-- Start of Exercise inputs --

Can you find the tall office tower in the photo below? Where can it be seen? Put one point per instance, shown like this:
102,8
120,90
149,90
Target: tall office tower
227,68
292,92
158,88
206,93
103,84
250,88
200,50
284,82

-- End of Exercise inputs --

_Challenge_. Rewrite the records above with "tall office tower" replaced by "skyscraper" everywhere it occurs, keeping every other character unchanged.

_Written response_.
Can you find the skyscraper in the photo below? Where can it be seen? Put one point per instance, shown like this:
102,8
120,90
149,90
Target: skyscraper
227,68
292,92
158,88
206,93
103,84
250,88
200,50
284,82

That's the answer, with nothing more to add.